• _TASK INSTRUCTIONS_: Set down, in full, every record in the block.

▬▬▬▬▬▬▬▬▬▬

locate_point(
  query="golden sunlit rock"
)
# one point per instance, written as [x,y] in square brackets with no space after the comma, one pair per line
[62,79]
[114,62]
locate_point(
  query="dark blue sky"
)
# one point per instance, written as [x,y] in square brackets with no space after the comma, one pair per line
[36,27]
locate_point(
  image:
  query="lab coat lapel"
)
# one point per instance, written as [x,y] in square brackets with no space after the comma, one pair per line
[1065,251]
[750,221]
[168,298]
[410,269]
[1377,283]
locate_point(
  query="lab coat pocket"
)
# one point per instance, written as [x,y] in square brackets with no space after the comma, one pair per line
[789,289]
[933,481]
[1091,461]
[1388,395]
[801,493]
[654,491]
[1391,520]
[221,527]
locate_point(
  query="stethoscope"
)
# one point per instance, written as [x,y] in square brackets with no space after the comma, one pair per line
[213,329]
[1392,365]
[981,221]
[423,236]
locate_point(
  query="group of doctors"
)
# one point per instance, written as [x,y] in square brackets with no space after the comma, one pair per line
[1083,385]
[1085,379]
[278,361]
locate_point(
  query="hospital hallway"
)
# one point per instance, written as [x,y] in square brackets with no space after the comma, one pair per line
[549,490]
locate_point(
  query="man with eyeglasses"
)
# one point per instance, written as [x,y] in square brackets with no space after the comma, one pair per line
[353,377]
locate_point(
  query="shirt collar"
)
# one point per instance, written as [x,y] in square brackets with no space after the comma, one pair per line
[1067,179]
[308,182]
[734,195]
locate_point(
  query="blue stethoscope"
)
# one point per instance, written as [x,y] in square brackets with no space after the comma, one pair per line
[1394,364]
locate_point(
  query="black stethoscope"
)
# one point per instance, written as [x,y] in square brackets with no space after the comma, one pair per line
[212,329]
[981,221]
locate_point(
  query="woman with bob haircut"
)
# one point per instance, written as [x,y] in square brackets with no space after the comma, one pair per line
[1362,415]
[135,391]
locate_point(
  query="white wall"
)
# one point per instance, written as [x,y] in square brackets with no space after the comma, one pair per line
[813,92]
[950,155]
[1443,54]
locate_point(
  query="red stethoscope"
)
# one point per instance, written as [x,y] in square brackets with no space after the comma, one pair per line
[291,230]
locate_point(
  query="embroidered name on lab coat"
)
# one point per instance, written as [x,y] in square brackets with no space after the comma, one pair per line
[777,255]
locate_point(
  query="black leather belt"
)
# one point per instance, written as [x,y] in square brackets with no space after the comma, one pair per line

▬▬▬▬▬▬▬▬▬▬

• _COMPLETED TASK_:
locate_point(
  query="golden sunlit rock"
)
# one point per instance, written as [x,y] in square brackets with no space after the comma, one pair per line
[62,79]
[114,62]
locate_point(
  query="dark blue sky"
)
# one point per instance, written as [x,y] in square brackets with no space after the comma, one pair per line
[36,27]
locate_point(
  image:
  query="lab coat lapel"
)
# one point per instance, written as [x,y] in square brackets with no space after the comma, one pair per line
[1065,251]
[750,221]
[168,298]
[410,269]
[1377,283]
locate_point(
  query="lab coat pocket"
)
# one point per instance, written as [x,y] in square brackets with no space after the comma, one pair per line
[789,289]
[933,481]
[1091,461]
[1388,395]
[801,493]
[654,491]
[1391,520]
[221,527]
locate_point(
  query="stethoscope"
)
# one point per instance, written as [x,y] in square brackets with no space after the comma, one pair per line
[213,329]
[1392,365]
[981,221]
[423,236]
locate_point(
  query="group of doctors"
)
# one point per instance, written as [x,y] in square brackets with no space after the comma, one pair per line
[1083,385]
[1085,379]
[278,361]
locate_point(
  query="hospital hallway"
)
# one point per instance, written as [x,y] in square brackets with no space after the comma, one pair per line
[549,490]
locate_point(
  query="man with eyeglasses"
)
# one point per instance, written as [x,y] in square brackets with no space after the comma, one pair per line
[353,377]
locate_point(
  query="shirt collar"
)
# one point per instance, written as [x,y] in square brackets with no space after the comma, one pair per line
[1067,179]
[308,182]
[734,195]
locate_point(
  query="blue stethoscope"
)
# one point per instance, written as [x,y] in square brackets with no space after the comma, one pair per line
[1394,364]
locate_point(
  query="black stethoscope"
)
# one point per instance, written as [x,y] in square brackets with no space after the comma, one pair per line
[212,329]
[981,221]
locate_point(
  query="woman with bob haircut"
)
# one point per instance, written as [x,y] in square brackets with no space after the comma, one pair per line
[1362,415]
[135,391]
locate_point(
  query="white wall"
)
# one point per instance, written as [x,y] in square brackets with no space after the comma, one pair per line
[813,92]
[950,155]
[1443,54]
locate_point(
  query="red stethoscope"
)
# one point per instance, written as [x,y] in square brackets with no space after the comma, one pair per line
[291,230]
locate_point(
  query="embroidered name on lab coat"
)
# one point per instance, written as [x,y] in square brackets with no space after the comma, one pair per line
[777,255]
locate_point(
  query="black leather belt"
)
# one point per instance, written as [x,y] in square brackets with no space after the comma, one pair per line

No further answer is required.